* **Written request A**: Please print the part of the biography below that runs from "Prince Sahle Selassie (27" down to "Emperor Tewodros II.", word for word.

* **Source document**:
Prince Sahle Selassie (27 February 1932 – 24 April 1962) was the youngest child of Emperor Haile Selassie and Empress Menen Asfaw of Ethiopia. His full title was "His Imperial Highness, Prince Sahle Selassie Haile Selassie".

Biography
Born after his parents had been crowned Emperor and Empress of Ethiopia, he was the only one of the Emperor's children to have been born with the title of Prince. Since his older brothers, Prince Asfa Wossen and Prince Makonnen, had both been born before the 1930 coronation, Prince Sahle Selassie was also the first legitimate child born to a reigning Emperor since the birth of Dejazmach Alemayehu Tewodros, son of Emperor Tewodros II.

Prince Sahle Selassie was married to Princess Mahisente Habte Mariam, the daughter of Dejazmach Habte Mariam Gabre-Igziabiher, the heir to the old Oromo kingdom of Leqa Naqamte in Welega Province, and later served as governor of Welega province. They had a son, Prince Ermias Sahle Selassie, who currently is the President of the Crown Council of Ethiopia. The Prince was a man of an artistic bent, who is said to have made a movie which was banned from publication by the Imperial Government censor despite the fact the Prince was a member of the Imperial family. It was believed that the movie indirectly questioned the fast pace of development, and the strains it caused on rural society, and was thus unflattering to the policies of the Imperial government.

* **Written request B**: Turn the records below, from their start down to and including the line containing "pixel 267 245", into a JSON list of strings with one string per line, skipping blank lines and leaving out the pictures.

(Location identification entries)
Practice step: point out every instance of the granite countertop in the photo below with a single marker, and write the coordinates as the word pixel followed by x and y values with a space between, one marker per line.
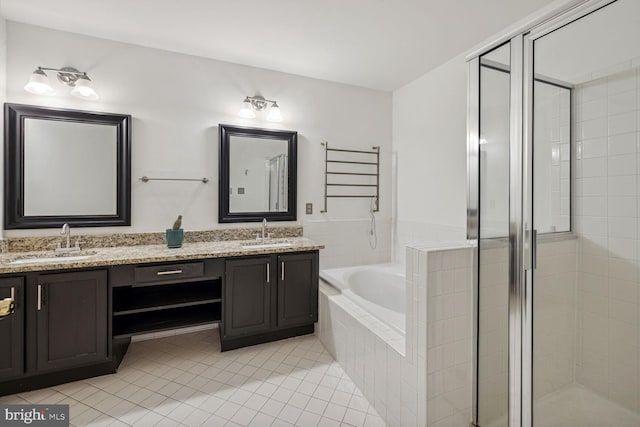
pixel 149 253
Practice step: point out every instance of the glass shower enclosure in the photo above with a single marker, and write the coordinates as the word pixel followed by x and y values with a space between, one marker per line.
pixel 553 204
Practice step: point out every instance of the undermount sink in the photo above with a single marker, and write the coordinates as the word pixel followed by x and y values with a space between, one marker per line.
pixel 46 258
pixel 267 245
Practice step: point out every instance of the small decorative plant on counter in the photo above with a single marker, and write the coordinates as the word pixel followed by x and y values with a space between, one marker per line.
pixel 175 235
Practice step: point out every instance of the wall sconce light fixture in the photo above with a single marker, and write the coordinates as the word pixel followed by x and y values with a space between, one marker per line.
pixel 81 83
pixel 258 103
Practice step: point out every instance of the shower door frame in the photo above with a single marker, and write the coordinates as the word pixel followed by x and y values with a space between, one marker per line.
pixel 522 237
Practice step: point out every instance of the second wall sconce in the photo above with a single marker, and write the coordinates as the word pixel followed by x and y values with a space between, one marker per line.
pixel 258 103
pixel 81 83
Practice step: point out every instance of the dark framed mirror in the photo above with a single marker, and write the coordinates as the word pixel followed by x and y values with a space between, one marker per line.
pixel 66 166
pixel 258 171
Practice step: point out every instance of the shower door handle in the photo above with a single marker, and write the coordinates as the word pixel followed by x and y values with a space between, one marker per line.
pixel 534 249
pixel 531 258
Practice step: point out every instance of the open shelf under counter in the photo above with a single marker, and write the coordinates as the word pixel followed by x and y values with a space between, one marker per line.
pixel 130 299
pixel 156 321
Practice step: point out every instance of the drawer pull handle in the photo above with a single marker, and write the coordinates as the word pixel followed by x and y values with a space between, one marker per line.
pixel 168 272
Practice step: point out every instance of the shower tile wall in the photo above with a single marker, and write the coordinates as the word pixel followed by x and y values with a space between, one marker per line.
pixel 607 189
pixel 554 327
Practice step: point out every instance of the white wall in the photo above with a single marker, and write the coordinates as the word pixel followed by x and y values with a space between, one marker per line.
pixel 177 101
pixel 429 140
pixel 3 95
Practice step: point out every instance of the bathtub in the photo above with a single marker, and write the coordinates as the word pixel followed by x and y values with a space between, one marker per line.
pixel 379 289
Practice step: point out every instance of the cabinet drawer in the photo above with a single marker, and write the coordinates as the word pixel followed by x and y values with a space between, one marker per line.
pixel 168 272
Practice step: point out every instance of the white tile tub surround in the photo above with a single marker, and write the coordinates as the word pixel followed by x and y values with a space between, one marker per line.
pixel 424 378
pixel 607 206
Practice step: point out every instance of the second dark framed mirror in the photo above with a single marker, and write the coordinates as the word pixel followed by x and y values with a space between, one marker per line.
pixel 258 174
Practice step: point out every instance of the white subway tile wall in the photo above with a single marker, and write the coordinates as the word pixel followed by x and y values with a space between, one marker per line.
pixel 607 206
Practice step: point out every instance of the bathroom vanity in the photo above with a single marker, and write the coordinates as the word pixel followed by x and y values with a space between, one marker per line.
pixel 75 319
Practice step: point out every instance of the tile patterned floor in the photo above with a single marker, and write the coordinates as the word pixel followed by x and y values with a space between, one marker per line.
pixel 185 380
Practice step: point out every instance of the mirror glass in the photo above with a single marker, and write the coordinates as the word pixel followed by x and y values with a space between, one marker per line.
pixel 65 163
pixel 66 166
pixel 258 179
pixel 257 174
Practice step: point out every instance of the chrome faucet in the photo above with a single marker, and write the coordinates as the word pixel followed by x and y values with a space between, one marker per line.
pixel 66 231
pixel 264 228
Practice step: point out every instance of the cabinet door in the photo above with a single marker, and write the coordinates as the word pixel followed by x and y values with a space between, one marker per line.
pixel 247 296
pixel 297 289
pixel 72 319
pixel 12 330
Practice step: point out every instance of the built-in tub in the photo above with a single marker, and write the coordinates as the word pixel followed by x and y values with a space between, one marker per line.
pixel 379 289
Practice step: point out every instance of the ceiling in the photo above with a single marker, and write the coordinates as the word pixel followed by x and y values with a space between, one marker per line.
pixel 379 44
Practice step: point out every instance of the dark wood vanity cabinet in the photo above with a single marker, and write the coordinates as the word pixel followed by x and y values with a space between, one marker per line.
pixel 71 319
pixel 75 324
pixel 12 330
pixel 297 289
pixel 269 297
pixel 248 295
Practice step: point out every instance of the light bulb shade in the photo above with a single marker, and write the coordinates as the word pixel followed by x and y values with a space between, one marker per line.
pixel 84 89
pixel 247 110
pixel 274 113
pixel 39 84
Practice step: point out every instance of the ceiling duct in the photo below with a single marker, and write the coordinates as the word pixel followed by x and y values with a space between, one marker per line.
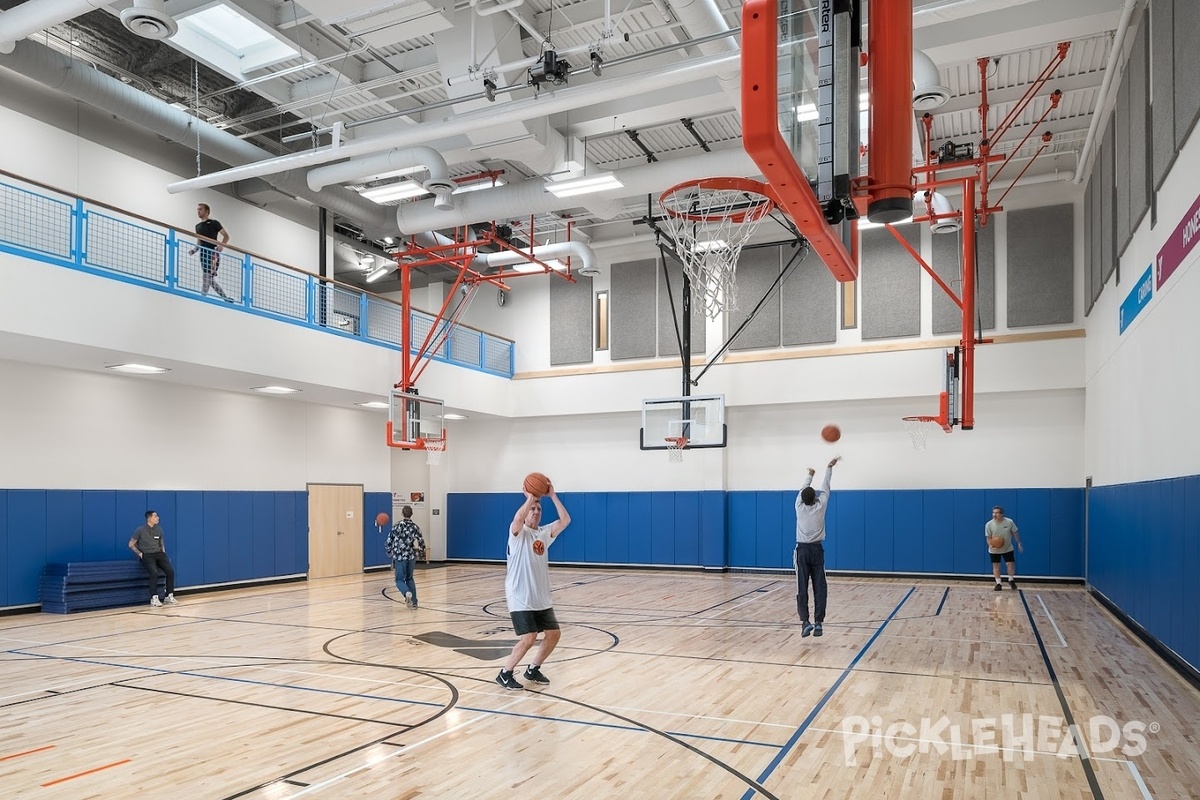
pixel 149 19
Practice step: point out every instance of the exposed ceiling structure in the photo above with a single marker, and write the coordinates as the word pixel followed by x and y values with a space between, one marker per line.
pixel 643 88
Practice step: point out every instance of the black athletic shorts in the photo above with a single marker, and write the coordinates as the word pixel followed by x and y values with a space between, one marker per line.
pixel 534 621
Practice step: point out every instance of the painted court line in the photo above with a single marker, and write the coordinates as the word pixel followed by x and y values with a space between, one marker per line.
pixel 1055 625
pixel 96 769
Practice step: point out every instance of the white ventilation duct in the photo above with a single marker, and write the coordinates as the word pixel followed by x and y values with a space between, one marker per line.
pixel 928 91
pixel 149 19
pixel 543 253
pixel 565 100
pixel 35 16
pixel 387 162
pixel 517 200
pixel 941 204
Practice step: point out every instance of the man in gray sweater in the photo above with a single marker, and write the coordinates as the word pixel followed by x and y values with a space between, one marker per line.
pixel 810 510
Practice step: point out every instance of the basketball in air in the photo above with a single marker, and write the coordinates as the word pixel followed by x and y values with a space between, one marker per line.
pixel 537 483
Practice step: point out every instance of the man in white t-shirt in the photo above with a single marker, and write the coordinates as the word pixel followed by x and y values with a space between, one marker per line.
pixel 527 588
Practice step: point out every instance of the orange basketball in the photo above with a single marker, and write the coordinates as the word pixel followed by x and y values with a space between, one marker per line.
pixel 537 483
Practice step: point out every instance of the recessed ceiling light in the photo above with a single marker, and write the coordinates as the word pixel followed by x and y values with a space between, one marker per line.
pixel 137 368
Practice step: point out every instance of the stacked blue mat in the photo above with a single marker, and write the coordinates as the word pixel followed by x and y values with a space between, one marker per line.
pixel 82 585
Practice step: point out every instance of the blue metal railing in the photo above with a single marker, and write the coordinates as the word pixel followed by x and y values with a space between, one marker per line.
pixel 45 224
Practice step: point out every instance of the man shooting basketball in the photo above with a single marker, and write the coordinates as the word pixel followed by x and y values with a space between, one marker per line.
pixel 527 587
pixel 210 250
pixel 810 510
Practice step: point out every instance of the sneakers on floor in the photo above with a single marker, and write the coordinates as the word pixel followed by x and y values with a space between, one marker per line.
pixel 507 680
pixel 534 674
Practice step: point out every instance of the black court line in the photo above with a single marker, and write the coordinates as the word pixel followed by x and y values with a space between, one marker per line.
pixel 804 726
pixel 1084 758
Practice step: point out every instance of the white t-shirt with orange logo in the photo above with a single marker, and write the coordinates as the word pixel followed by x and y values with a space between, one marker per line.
pixel 527 585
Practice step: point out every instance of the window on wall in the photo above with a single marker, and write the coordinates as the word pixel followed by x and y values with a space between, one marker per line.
pixel 601 337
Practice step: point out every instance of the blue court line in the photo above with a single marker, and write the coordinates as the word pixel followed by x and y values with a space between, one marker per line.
pixel 945 595
pixel 804 726
pixel 159 671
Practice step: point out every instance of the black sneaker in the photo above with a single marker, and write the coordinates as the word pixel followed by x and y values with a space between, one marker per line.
pixel 507 680
pixel 534 674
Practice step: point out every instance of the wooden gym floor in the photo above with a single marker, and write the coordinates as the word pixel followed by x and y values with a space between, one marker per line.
pixel 665 685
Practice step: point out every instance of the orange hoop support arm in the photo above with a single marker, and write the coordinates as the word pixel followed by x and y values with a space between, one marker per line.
pixel 762 140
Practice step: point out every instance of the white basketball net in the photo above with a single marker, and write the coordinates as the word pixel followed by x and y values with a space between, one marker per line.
pixel 918 427
pixel 711 221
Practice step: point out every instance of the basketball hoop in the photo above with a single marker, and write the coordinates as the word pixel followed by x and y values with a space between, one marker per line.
pixel 676 445
pixel 711 220
pixel 433 450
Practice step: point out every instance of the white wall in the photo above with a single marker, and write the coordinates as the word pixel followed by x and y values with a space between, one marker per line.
pixel 1144 385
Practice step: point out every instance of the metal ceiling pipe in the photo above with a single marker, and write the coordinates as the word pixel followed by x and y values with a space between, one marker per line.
pixel 96 89
pixel 1104 101
pixel 419 156
pixel 517 200
pixel 35 16
pixel 543 253
pixel 521 110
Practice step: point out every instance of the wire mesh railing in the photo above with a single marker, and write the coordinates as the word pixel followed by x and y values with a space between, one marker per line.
pixel 45 224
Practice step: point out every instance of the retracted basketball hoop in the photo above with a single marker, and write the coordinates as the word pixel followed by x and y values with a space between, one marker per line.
pixel 711 220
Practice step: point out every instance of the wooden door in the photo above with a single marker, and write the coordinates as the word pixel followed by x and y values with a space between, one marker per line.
pixel 335 530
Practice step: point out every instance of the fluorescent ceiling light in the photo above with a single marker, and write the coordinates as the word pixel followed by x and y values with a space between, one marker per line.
pixel 137 368
pixel 378 274
pixel 401 191
pixel 585 185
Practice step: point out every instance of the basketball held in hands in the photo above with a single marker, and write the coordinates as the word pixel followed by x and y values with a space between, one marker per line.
pixel 537 483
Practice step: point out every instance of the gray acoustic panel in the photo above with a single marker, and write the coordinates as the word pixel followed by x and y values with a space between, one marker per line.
pixel 669 341
pixel 1121 163
pixel 1162 78
pixel 1186 23
pixel 809 301
pixel 891 282
pixel 570 322
pixel 1108 210
pixel 757 270
pixel 631 302
pixel 948 265
pixel 1089 226
pixel 1138 74
pixel 1041 266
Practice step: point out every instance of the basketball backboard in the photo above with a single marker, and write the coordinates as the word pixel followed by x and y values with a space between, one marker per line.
pixel 414 422
pixel 700 420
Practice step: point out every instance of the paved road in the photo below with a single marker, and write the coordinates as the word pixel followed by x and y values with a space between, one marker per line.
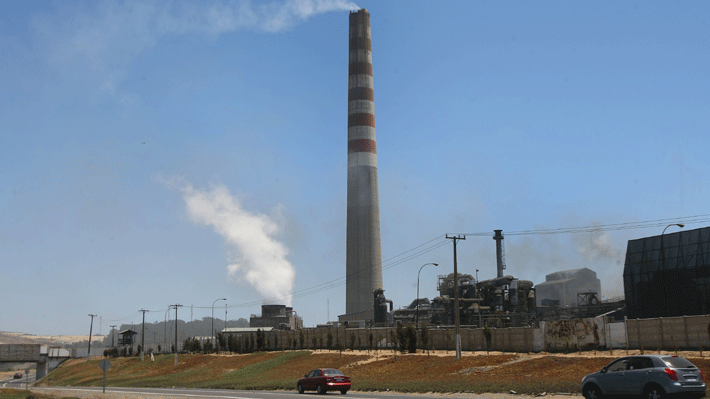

* **Answer A**:
Prince Sahle Selassie (27 February 1932 – 24 April 1962) was the youngest child of Emperor Haile Selassie and Empress Menen Asfaw of Ethiopia. His full title was "His Imperial Highness, Prince Sahle Selassie Haile Selassie".

Biography
Born after his parents had been crowned Emperor and Empress of Ethiopia, he was the only one of the Emperor's children to have been born with the title of Prince. Since his older brothers, Prince Asfa Wossen and Prince Makonnen, had both been born before the 1930 coronation, Prince Sahle Selassie was also the first legitimate child born to a reigning Emperor since the birth of Dejazmach Alemayehu Tewodros, son of Emperor Tewodros II.

* **Answer B**:
[
  "Practice step: point out every instance of the granite countertop in the photo below with a single marker, and write the coordinates as the word pixel followed by x and y values with a space between, one marker per line.",
  "pixel 149 253",
  "Practice step: point out every instance of the glass shower enclosure in the photo above with a single marker, and write the coordinates as the word pixel followed by x and y values with a space between, one marker per line.",
  "pixel 553 204",
  "Practice step: point out every instance of the undermount sink in the photo above with a single marker, and write the coordinates as the word pixel followed by x and y values with a space between, one marker per line.",
  "pixel 46 258",
  "pixel 267 245"
]